§ FAÇA ISTO
Informe todas as linhas dos registros que contêm a palavra "dormer", copiando cada uma delas por inteiro.

━━━━━━

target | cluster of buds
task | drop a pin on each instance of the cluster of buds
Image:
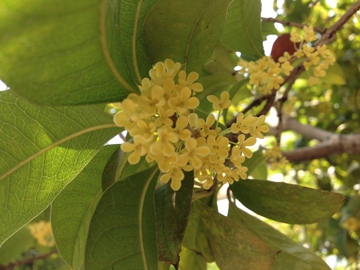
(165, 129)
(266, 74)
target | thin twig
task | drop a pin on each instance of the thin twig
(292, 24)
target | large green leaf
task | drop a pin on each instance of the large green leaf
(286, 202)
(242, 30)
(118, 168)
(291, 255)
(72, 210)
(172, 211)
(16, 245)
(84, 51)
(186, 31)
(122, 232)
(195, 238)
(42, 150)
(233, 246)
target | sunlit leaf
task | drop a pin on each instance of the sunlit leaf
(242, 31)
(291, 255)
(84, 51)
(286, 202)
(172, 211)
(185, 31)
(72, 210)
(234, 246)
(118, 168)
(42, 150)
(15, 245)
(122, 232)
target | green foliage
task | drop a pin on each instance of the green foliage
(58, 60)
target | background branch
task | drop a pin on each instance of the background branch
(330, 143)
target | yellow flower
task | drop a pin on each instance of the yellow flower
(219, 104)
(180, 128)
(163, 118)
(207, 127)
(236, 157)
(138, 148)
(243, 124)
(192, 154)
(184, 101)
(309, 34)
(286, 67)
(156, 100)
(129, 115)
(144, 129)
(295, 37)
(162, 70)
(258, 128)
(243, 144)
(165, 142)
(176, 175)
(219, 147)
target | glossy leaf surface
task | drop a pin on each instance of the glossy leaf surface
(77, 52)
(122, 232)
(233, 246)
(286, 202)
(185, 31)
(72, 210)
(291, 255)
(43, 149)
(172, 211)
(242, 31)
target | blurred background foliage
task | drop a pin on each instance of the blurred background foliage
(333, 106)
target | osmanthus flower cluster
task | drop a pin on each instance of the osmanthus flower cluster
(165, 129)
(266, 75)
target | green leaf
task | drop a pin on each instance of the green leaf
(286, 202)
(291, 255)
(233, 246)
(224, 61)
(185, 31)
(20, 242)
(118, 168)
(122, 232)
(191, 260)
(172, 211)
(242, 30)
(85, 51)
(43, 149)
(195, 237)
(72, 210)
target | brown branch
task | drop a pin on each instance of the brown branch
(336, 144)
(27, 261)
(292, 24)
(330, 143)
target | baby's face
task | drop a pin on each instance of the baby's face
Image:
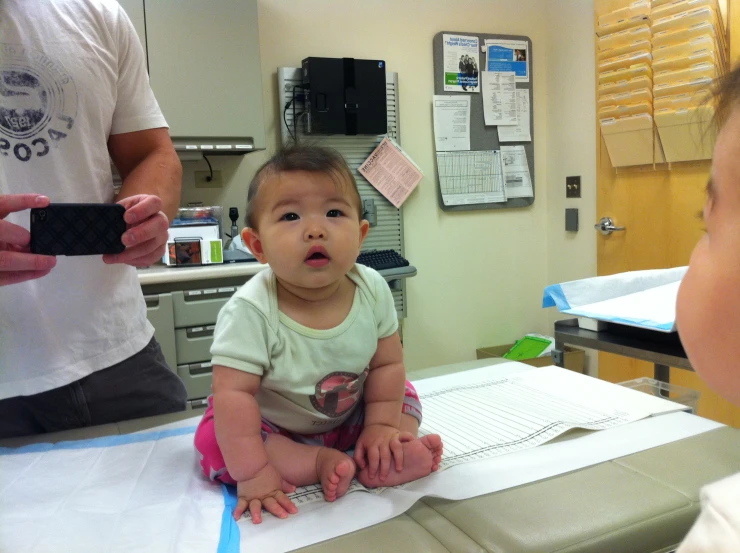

━━━━━━

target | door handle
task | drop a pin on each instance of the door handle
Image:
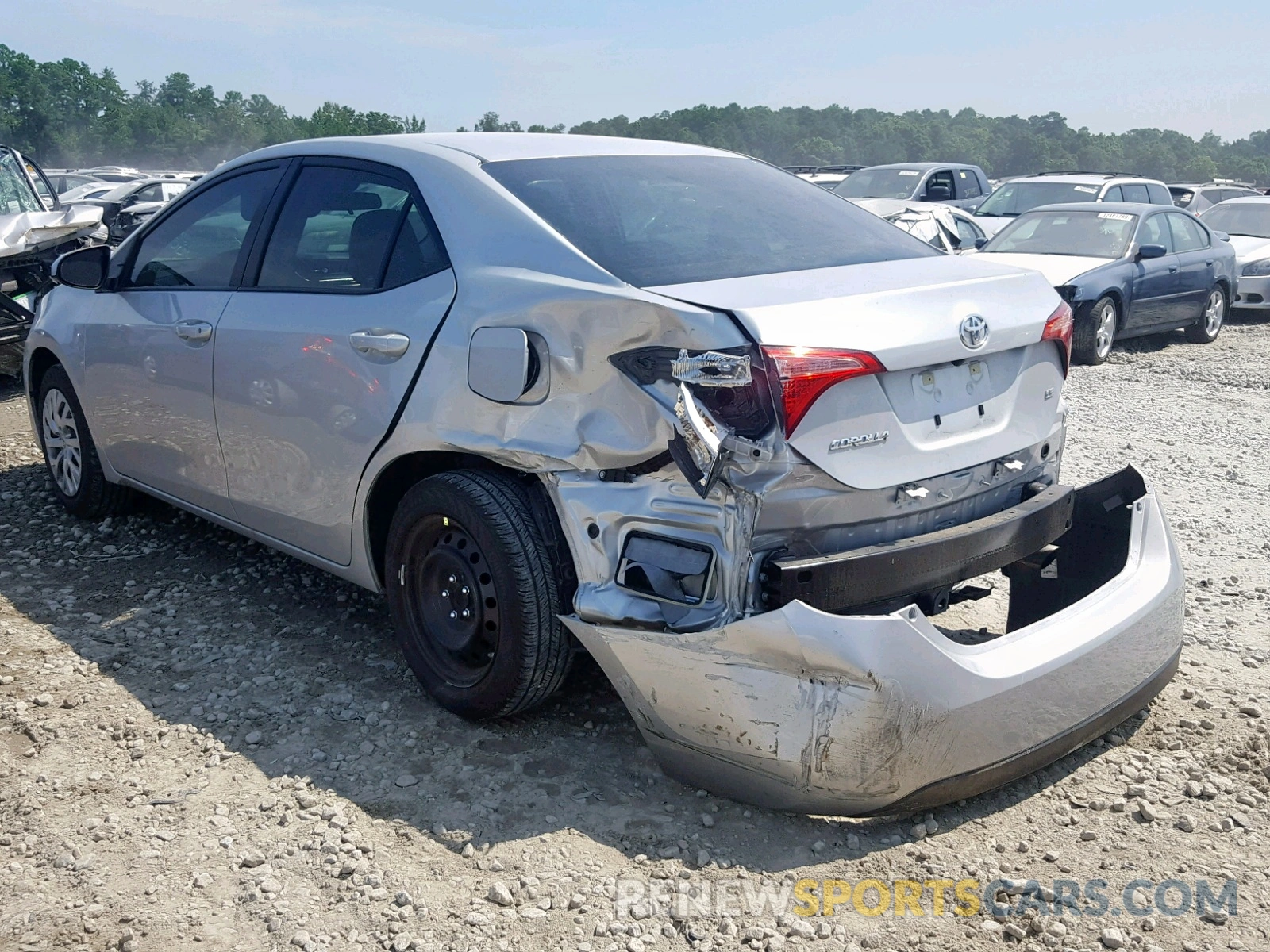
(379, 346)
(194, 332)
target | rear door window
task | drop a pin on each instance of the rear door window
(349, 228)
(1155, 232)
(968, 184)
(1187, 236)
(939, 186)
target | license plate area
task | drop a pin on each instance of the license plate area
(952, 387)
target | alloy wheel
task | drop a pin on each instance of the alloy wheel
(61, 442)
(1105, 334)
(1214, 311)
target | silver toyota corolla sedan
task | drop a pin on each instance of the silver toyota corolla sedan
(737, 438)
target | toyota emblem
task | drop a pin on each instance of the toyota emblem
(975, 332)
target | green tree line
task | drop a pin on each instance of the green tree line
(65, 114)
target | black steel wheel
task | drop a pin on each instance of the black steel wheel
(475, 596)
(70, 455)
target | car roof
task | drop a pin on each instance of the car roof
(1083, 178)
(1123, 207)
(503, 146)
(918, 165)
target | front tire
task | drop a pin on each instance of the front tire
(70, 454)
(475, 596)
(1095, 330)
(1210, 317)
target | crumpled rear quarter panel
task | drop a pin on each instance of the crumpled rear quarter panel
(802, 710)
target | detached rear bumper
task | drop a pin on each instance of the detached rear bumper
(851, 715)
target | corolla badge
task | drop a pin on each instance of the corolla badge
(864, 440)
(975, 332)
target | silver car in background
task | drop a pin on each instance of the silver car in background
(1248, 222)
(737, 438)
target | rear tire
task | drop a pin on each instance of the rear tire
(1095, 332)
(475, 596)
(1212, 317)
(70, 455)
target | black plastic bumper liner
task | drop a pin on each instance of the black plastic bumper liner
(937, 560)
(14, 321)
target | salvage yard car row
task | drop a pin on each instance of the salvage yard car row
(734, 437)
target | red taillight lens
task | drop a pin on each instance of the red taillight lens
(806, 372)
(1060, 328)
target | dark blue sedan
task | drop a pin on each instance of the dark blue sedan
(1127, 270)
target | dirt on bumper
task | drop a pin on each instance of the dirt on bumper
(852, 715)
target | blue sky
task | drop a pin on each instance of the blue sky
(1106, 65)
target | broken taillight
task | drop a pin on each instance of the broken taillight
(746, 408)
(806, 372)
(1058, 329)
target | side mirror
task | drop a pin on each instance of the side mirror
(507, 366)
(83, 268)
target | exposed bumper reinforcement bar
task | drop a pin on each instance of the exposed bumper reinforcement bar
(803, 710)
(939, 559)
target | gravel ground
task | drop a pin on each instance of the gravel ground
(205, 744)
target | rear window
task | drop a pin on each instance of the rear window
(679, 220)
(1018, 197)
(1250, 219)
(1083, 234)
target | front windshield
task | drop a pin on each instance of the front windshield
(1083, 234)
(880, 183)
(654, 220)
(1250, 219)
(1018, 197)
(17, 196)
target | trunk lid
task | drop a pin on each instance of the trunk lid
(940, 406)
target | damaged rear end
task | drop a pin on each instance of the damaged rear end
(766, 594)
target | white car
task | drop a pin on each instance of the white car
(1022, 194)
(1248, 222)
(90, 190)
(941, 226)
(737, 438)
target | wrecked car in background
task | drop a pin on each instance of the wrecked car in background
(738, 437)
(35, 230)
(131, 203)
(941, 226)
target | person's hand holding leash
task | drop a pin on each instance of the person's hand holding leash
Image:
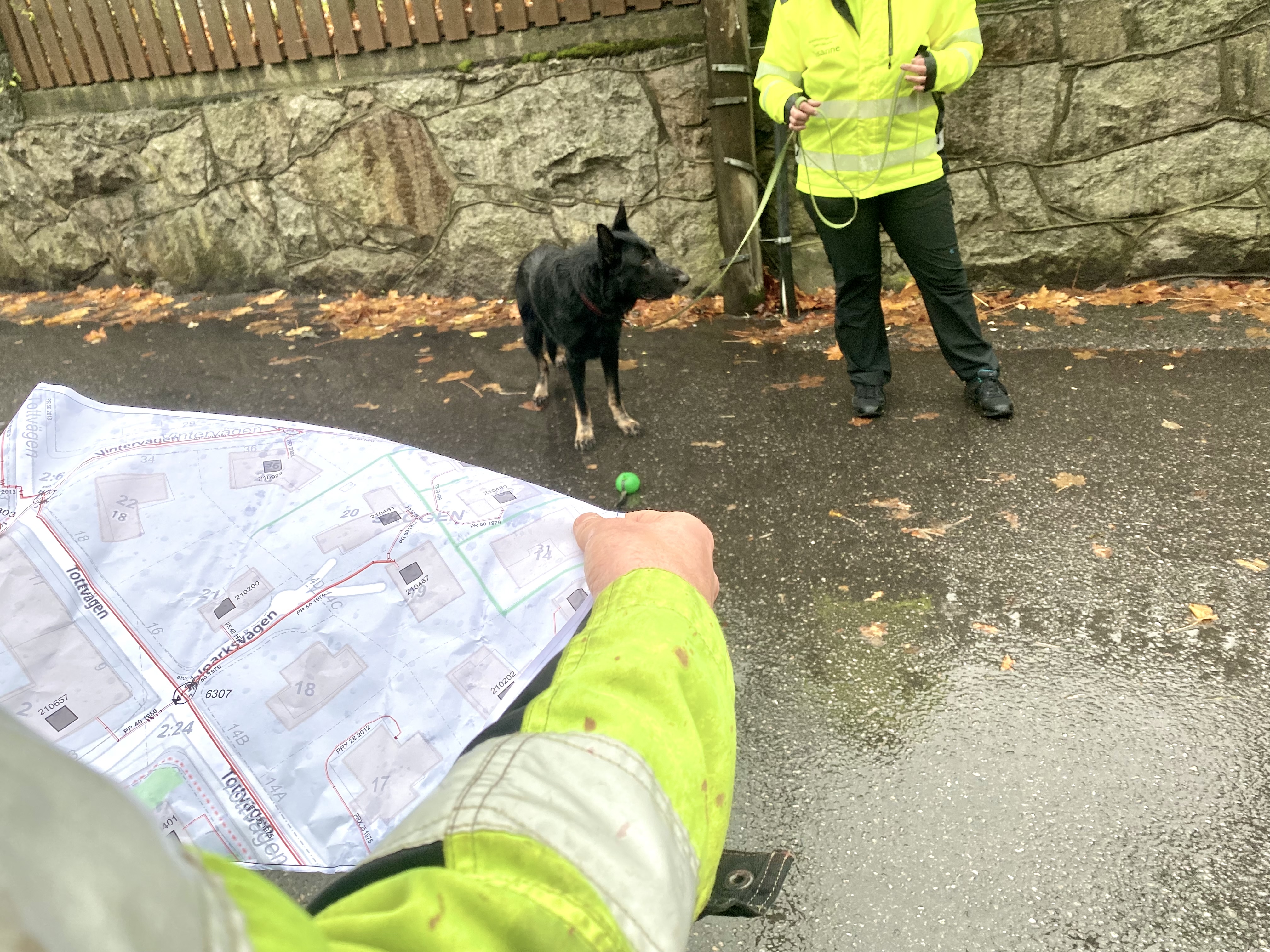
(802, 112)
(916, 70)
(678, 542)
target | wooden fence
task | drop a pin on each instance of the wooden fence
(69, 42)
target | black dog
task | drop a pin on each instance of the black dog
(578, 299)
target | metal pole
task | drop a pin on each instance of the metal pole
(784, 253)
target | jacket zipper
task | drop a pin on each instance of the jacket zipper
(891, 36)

━━━━━━

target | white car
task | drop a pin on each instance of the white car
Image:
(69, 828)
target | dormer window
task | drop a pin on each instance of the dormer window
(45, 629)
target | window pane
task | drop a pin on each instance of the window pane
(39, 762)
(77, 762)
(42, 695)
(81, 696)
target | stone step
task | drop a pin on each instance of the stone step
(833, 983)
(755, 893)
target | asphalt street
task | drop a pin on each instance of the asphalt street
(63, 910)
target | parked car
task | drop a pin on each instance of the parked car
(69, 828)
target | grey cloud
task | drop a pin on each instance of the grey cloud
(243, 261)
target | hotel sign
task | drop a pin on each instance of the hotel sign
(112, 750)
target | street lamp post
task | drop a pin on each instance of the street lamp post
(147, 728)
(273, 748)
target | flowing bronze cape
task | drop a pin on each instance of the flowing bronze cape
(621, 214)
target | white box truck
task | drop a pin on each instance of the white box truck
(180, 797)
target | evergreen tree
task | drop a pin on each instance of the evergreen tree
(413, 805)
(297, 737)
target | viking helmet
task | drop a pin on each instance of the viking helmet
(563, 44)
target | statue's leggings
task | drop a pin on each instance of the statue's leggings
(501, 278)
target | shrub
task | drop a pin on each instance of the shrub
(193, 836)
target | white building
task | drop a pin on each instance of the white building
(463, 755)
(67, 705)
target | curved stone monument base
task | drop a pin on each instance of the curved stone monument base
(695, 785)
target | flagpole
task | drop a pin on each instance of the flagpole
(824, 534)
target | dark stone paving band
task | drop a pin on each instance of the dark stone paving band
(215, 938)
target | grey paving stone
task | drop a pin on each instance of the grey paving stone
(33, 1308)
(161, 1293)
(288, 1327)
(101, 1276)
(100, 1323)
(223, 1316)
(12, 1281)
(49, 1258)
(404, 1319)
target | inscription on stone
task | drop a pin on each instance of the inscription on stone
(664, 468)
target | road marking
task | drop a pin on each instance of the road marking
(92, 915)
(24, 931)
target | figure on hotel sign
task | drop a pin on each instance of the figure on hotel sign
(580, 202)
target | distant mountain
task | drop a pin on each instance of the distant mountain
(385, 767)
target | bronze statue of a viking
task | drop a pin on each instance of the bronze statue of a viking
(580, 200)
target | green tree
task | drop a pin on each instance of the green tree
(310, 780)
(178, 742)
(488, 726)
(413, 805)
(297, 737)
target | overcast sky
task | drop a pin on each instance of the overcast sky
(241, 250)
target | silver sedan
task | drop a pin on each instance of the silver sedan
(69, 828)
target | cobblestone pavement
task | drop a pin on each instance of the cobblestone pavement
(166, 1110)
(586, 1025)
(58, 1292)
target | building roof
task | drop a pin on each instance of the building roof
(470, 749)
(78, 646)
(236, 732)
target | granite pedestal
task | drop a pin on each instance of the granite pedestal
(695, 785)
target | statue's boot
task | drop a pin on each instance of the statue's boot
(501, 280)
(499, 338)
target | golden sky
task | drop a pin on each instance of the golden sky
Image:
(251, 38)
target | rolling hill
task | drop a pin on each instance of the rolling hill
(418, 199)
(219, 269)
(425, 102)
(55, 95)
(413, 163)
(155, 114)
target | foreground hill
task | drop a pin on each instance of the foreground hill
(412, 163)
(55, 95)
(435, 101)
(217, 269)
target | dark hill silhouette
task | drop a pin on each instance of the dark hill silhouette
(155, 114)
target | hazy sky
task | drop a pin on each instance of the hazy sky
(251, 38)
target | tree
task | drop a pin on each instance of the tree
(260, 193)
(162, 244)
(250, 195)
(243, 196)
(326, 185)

━━━━━━

§ EXERCÍCIO CONCLUÍDO
target | dormer window
task | drop a pin on each instance of the dormer window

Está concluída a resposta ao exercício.